- _Data to process_
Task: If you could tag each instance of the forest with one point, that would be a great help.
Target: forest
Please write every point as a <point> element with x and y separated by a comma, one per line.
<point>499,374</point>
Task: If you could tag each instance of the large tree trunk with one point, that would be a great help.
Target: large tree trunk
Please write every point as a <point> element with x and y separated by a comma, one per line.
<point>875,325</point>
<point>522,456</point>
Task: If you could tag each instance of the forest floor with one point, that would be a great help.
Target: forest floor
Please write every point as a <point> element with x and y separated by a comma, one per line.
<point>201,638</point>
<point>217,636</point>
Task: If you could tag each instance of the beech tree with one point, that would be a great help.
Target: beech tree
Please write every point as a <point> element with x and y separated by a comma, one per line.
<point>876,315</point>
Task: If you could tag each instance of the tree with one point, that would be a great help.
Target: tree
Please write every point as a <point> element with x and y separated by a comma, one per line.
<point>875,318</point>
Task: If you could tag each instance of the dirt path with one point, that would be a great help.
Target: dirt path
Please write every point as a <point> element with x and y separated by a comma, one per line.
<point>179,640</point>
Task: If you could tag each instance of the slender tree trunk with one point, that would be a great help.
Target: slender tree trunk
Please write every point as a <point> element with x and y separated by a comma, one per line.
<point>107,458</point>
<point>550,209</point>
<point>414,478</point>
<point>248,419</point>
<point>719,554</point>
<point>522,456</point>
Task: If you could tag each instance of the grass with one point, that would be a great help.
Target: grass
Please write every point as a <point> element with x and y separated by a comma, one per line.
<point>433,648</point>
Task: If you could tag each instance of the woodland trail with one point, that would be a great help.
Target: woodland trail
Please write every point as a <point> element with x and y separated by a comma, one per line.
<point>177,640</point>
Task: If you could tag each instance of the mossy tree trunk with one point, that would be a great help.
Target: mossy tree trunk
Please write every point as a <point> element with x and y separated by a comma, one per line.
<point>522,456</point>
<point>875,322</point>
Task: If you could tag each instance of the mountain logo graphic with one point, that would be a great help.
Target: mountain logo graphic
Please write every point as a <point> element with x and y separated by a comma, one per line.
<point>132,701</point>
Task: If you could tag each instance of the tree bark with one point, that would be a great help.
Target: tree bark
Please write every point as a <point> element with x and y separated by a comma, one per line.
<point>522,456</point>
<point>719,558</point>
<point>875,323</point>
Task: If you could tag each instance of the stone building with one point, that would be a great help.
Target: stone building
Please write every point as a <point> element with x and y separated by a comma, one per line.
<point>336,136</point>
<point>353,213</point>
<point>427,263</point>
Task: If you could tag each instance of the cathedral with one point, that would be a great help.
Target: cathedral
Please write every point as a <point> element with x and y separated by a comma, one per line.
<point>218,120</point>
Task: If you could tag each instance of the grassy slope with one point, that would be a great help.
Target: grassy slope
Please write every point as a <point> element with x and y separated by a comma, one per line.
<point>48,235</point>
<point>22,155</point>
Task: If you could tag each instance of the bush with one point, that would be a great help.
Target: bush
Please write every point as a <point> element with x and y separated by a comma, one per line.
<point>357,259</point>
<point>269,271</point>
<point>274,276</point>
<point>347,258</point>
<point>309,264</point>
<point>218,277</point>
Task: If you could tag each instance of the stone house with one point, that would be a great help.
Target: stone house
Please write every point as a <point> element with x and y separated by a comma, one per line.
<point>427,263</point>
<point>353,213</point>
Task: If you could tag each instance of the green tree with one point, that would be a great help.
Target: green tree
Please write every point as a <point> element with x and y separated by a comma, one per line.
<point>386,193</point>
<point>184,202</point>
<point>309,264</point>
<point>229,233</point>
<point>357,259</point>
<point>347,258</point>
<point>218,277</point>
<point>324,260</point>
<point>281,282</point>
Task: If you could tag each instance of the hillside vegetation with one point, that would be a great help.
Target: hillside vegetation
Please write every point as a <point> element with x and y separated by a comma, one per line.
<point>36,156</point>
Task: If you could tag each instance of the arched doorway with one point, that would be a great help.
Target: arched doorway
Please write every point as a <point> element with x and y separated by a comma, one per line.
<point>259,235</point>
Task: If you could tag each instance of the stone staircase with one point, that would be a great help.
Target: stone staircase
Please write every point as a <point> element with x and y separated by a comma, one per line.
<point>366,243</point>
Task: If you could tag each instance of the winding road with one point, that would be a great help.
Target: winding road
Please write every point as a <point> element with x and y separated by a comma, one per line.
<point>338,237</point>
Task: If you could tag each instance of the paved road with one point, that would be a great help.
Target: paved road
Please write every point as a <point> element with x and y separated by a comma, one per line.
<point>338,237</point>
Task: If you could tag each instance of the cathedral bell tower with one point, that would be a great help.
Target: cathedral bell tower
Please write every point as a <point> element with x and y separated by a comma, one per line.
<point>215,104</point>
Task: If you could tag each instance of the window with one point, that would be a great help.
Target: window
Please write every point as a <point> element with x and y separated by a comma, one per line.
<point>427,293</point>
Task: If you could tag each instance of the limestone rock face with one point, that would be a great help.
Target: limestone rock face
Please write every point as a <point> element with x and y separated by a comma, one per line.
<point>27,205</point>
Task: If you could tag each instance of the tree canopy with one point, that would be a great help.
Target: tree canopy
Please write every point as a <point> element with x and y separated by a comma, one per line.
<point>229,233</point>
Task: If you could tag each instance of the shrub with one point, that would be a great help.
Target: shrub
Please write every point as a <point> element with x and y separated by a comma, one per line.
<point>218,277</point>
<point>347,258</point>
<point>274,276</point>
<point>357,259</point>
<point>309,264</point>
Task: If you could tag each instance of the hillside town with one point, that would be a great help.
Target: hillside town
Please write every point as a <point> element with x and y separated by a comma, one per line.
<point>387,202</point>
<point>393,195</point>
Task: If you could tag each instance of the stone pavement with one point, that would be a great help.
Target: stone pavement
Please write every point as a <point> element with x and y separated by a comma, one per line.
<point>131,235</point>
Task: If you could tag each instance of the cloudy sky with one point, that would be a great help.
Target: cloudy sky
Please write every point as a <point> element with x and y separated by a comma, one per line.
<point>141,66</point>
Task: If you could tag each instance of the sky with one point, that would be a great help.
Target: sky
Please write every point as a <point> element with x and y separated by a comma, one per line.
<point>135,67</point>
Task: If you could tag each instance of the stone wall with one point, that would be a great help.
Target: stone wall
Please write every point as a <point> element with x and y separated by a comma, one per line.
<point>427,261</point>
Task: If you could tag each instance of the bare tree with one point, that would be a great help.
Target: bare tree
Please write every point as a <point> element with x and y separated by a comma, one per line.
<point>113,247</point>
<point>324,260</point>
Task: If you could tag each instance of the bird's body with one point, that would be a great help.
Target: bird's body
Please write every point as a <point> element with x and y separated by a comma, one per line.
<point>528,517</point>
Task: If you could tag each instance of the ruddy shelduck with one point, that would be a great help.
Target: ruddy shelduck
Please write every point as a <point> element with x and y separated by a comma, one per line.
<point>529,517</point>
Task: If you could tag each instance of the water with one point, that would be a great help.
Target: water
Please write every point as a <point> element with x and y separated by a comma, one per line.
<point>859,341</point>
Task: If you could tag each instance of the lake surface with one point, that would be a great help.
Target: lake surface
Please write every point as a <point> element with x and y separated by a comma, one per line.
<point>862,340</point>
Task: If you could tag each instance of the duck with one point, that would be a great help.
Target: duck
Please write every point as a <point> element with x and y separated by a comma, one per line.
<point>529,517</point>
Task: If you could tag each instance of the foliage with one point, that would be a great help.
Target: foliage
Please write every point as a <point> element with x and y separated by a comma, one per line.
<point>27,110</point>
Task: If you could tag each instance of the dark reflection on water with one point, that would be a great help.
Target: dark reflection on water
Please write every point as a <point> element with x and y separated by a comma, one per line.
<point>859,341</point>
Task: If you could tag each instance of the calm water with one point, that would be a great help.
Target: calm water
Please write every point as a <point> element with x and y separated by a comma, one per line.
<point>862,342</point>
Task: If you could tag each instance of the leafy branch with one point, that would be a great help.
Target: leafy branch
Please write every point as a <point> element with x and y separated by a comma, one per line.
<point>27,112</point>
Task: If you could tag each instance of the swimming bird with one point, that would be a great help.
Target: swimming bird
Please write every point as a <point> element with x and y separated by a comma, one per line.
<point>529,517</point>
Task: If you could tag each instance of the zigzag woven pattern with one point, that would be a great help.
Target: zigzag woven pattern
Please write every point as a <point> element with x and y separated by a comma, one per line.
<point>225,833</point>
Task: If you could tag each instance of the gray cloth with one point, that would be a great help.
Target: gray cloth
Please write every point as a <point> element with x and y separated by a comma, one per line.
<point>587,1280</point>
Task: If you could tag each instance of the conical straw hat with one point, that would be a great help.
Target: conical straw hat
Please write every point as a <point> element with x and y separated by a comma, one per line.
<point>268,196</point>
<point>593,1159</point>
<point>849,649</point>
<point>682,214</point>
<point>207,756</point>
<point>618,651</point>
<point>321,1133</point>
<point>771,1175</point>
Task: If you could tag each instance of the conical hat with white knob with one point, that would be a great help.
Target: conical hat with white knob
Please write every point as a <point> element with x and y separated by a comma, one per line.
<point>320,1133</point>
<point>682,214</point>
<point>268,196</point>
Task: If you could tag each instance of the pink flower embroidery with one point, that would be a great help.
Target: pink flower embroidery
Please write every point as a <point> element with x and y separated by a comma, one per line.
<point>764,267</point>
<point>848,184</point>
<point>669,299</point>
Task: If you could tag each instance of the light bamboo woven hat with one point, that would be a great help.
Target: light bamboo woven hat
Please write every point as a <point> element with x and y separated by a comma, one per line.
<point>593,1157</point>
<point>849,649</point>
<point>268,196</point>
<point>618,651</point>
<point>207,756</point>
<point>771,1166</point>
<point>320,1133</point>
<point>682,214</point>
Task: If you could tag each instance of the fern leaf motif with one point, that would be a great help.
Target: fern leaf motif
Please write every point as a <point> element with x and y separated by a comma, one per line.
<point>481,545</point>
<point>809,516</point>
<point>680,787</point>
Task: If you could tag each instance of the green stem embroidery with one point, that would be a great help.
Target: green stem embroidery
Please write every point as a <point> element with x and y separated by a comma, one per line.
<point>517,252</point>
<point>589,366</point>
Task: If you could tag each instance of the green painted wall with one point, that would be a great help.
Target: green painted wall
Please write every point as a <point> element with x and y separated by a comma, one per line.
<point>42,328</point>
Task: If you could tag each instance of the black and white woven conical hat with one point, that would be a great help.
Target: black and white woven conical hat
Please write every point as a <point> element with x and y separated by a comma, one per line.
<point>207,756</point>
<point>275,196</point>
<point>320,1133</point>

- _Requirement_
Copy the listing above without any change, starting at the line that contains "Task: If you could tag each instance of the window" and ending after the line that contains "<point>141,66</point>".

- _Full answer_
Task: If you could tag each instance of the window with one point, that would be a great help.
Target: window
Please write every point as a <point> element with x and y separated by a comma, one per line.
<point>427,293</point>
Task: If you could tag each instance of the limestone rock face with one point, that would be a great help.
Target: limestone rock face
Please write every point as a <point> element with x and y separated by a comma, one per line.
<point>27,205</point>
Task: If you could tag each instance of the tree canopy with one point, that would be a great help.
Target: tree canopy
Please write every point as a <point> element with x and y separated by a comma, one per line.
<point>229,233</point>
Task: If you could tag each instance of the shrub with one point, that would be a great help.
Target: shrub
Please write every point as a <point> element with x and y separated by a comma, one per line.
<point>218,277</point>
<point>347,258</point>
<point>274,276</point>
<point>357,259</point>
<point>309,264</point>
Task: If you could tag each instance of the hillside town with one point, that would be a great help.
Target: hillside town
Please write every point as a <point> element with x and y separated by a comma, one per line.
<point>387,202</point>
<point>393,195</point>
Task: If you could tag each instance of the stone pavement with one point, that would be a great help.
Target: stone pavement
Please write every point as a <point> element with x and y separated by a comma, one per line.
<point>131,235</point>
Task: If you could tag each instance of the cloudy sky with one point, that would be a great help.
Target: cloudy sky
Please write every point as a <point> element with x and y separated by a comma, one per line.
<point>141,66</point>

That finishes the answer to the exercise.